- **GIVEN TEXT**
****************************************
The ESTMD model [2,5,6] and ESTMD-based models [19,20,40] usually incorporate additional mechanisms for generating size selectivity along the axis orthogonal to small object motion. In contrast, we focus on developing and dissecting a minimal model in the present study, although our model does not exclude the possibility of such strong center–surround antagonism.

Few insect-inspired models have been shown to be functional under the condition of real-world datasets of small object detection. Compared with our model, which is validated with two complete datasets, other ESTMD-based models are tested with no more than one-third of the video sequences of one dataset [20,40]. One of these models uses the RIST dataset, similar to our model [40]. Testing using 6 of the 19 RIST sequences reveals that the aforementioned model exhibits a very low detection rate at a false alarm rate of zero (Fig 16 in [40]). By comparison, our ml-SOD model demonstrates a remarkable increase in the zero false alarm rate even when tested across all the RIST sequences (Figs 7C and 8C), indicating that the combination of visual motion and luminance features is effective and efficient for small moving object detection.

Another type of model is inspired by the function of the retinal magnocellular pathway in the human visual system [41,42]. Unlike our ml-SOD model, which uses EMDs to estimate visual motion, this type of model extracts the motion strength of moving objects with spatiotemporal filter banks. This type of model does not work independently but instead cooperates with deep convolutional neural networks by enhancing the areas of moving objects and thereby improving the performance of deep neural networks on tiny drone detection tasks [41,42]. This finding is in contrast to the ml-SOD model, which can detect small objects independently without the need for any learning or training.

3.3. Limitations of the study

The major shortcoming of the model lies in its inability to detect static objects. Thus, a small object with intermittent motion is not detected once it stops moving, although the detection is restored as soon as the object movement resumes. This failure occurs due to a lack of visual motion, which is key for the ml-SOD model. This problem may be overcome in the future by adding a parallel tracking mechanism to the model. This mechanism can accumulate historical responses to targets moving on continuous trajectories. Such response characteristics have been identified in a specific type of dragonfly STMD neuron named CSTMD1 [43], which inspires a small target tracker [35,44]. Whether similar neurons sensitive to the movement history of targets exist in the fly visual system is not yet clear.

Any object appears as a small target when viewed at a far distance. Although the detection of objects with variable sizes caused by changes in depth is not addressed here, we suppose that an adaptive model comprising multiple parallel modules is needed. Such a model should be capable of switching between the detection modules for normal objects [24,25] and tiny objects (e.g., the ml-SOD model) based on the input scenario.
****************************************
- **EXCERPTED DATA**
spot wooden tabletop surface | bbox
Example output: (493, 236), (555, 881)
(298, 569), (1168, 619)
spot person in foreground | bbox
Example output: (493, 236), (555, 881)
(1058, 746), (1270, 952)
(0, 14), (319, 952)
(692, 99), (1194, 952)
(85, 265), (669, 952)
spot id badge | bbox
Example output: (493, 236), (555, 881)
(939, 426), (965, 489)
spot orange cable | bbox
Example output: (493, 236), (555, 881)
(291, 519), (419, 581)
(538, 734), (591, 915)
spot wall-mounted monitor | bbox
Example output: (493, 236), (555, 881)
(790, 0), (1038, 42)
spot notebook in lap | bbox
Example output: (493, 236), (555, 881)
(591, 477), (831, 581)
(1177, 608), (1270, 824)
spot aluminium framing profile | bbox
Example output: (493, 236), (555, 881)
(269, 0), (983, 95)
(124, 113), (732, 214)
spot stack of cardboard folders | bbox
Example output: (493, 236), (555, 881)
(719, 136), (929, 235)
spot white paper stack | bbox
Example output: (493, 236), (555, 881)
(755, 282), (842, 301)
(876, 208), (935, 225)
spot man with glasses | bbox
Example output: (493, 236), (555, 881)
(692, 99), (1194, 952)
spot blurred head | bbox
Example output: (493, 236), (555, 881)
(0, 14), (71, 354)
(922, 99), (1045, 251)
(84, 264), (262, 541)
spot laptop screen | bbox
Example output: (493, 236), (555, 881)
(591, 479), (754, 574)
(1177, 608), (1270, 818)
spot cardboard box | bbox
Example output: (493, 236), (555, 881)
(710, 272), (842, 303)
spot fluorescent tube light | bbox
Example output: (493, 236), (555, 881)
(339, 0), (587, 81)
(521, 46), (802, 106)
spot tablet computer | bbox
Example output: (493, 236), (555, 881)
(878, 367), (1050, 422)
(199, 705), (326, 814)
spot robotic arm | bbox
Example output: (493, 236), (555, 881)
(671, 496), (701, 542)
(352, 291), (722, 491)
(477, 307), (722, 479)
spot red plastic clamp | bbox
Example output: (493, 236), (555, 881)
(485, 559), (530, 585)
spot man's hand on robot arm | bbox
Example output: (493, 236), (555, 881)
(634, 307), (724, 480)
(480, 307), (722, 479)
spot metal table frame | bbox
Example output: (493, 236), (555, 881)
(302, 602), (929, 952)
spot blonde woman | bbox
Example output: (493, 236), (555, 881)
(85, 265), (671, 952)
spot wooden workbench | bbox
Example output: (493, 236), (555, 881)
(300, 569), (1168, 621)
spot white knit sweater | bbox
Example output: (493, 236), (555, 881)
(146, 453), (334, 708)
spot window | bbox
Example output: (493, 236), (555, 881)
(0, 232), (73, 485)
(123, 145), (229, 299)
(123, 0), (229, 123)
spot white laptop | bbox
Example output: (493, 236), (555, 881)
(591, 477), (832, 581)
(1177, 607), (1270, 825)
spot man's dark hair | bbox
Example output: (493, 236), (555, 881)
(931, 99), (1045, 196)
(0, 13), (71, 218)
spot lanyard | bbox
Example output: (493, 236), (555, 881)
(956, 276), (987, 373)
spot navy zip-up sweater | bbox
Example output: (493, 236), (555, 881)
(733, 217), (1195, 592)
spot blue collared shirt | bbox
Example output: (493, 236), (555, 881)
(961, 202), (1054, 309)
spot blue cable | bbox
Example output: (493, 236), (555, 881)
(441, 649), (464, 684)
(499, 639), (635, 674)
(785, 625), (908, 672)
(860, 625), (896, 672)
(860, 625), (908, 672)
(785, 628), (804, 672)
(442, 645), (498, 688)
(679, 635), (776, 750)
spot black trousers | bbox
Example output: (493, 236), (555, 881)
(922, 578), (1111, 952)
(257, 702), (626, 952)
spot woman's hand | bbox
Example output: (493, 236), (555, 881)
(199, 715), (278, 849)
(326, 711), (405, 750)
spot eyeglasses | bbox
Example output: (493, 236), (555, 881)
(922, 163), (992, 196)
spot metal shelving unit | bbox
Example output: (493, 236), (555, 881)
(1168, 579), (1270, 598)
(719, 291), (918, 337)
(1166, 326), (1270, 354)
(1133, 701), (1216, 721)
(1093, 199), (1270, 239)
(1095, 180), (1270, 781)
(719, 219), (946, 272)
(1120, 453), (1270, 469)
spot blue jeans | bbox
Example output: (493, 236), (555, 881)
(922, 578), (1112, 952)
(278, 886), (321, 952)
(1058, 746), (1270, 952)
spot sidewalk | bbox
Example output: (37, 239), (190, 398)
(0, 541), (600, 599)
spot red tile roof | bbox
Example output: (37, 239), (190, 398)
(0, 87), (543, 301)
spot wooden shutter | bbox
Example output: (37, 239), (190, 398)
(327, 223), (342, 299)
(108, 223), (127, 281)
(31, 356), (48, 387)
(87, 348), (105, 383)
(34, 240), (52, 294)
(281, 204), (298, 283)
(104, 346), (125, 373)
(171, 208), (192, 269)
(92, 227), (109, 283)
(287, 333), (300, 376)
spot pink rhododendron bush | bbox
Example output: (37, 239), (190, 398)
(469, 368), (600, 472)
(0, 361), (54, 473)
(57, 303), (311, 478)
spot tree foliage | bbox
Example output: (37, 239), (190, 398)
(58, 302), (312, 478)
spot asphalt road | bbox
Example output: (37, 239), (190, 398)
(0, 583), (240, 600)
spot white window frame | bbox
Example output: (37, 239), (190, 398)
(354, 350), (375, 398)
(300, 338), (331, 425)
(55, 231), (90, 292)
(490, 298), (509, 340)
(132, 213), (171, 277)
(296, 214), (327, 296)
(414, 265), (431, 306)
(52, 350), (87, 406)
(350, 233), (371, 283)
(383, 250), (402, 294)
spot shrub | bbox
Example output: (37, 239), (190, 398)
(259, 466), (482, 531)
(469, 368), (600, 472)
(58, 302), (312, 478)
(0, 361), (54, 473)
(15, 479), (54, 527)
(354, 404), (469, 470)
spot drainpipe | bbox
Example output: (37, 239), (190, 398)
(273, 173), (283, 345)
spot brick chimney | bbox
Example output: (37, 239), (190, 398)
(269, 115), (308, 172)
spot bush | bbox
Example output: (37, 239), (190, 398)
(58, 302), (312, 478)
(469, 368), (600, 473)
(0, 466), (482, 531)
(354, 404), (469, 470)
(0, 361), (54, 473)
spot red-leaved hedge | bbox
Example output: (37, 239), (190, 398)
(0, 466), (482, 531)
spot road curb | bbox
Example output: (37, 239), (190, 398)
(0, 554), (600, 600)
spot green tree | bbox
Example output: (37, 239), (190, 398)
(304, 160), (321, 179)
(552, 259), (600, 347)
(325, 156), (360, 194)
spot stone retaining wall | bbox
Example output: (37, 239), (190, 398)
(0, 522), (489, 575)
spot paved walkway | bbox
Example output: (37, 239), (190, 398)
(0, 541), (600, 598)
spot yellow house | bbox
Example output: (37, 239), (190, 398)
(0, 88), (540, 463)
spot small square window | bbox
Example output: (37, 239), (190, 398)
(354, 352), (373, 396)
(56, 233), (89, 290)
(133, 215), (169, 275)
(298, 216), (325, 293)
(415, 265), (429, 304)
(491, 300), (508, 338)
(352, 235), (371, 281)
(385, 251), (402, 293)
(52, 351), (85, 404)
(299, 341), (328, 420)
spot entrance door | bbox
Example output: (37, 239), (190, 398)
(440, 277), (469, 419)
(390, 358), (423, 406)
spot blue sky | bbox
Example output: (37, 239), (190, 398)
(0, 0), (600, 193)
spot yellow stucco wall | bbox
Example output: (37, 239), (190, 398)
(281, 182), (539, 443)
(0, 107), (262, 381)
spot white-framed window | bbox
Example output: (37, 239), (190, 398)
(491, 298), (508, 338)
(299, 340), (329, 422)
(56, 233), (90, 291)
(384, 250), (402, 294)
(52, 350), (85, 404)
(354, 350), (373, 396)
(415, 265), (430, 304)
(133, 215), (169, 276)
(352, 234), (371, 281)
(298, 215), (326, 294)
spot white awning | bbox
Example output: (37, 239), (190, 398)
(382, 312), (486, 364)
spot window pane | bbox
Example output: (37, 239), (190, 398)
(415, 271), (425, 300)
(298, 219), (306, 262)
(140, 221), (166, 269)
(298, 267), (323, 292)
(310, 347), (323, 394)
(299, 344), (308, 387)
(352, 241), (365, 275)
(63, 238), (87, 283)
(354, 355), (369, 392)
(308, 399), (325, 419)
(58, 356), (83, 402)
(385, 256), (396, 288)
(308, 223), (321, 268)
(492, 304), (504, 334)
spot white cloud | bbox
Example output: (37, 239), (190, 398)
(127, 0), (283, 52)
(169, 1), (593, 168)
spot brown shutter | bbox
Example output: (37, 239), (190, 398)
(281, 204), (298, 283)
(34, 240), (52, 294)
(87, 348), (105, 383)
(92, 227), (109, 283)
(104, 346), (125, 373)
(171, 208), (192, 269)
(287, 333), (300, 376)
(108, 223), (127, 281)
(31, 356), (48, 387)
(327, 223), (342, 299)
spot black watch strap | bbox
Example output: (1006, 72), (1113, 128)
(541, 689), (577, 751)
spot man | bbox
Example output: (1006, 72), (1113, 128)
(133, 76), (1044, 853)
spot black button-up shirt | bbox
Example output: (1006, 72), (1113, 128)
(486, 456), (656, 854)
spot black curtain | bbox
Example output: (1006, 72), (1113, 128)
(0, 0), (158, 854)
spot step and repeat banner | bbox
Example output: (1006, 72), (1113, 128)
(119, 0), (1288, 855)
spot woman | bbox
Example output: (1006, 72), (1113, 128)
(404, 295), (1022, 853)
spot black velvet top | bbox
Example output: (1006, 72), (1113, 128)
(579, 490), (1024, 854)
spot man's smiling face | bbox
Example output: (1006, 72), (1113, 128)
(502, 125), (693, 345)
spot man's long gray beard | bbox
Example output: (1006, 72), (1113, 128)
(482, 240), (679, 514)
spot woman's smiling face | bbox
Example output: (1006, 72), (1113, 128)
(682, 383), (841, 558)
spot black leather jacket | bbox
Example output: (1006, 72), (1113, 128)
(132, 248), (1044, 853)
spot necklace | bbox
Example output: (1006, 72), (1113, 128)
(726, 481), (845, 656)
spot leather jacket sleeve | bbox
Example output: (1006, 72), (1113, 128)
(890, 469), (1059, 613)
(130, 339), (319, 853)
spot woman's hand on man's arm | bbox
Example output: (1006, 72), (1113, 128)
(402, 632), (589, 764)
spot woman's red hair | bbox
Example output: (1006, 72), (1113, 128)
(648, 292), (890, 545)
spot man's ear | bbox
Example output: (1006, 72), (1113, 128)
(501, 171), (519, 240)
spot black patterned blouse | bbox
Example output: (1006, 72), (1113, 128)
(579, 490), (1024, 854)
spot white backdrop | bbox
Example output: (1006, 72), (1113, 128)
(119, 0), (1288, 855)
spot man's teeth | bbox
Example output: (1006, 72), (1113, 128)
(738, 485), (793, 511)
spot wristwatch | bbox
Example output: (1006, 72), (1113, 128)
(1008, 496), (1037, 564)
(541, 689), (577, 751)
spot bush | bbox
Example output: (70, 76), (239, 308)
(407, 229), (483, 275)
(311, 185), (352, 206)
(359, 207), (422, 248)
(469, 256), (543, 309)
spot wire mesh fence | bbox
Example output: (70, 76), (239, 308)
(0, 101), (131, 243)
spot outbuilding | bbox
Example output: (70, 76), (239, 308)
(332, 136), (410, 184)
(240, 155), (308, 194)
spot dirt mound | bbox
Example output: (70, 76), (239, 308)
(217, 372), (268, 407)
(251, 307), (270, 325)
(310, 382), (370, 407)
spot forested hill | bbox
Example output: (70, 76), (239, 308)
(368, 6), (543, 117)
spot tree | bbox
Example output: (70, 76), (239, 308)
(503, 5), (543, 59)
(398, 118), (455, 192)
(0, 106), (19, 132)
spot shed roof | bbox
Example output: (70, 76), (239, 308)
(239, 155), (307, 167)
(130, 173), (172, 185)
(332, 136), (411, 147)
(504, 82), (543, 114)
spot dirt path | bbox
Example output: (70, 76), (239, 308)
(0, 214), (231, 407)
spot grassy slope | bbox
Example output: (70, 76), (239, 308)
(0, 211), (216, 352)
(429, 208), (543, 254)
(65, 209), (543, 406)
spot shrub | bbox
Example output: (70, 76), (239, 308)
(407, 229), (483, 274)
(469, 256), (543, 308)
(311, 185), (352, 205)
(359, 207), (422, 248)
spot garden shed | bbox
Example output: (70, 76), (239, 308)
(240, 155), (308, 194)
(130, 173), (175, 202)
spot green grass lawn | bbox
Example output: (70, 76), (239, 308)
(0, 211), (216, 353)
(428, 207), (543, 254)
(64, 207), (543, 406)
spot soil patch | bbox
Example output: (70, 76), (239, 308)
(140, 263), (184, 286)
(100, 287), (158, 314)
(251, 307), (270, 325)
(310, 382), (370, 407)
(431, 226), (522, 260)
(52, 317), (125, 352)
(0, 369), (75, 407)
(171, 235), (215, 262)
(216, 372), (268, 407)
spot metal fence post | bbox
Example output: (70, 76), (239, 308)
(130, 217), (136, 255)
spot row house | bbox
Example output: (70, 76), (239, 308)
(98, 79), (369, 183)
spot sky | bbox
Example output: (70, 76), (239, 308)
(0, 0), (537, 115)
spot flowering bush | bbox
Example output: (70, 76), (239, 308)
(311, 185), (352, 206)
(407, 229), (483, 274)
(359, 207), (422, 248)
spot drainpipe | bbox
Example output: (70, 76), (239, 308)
****************************************
- **REQUIREMENTS**
According to the passage on small object detection, what is the major shortcoming of the ml-SOD model? The entries are separate material, unrelated to the passage on small object detection.

- **RESULT OF THE TASK**
It cannot detect static objects.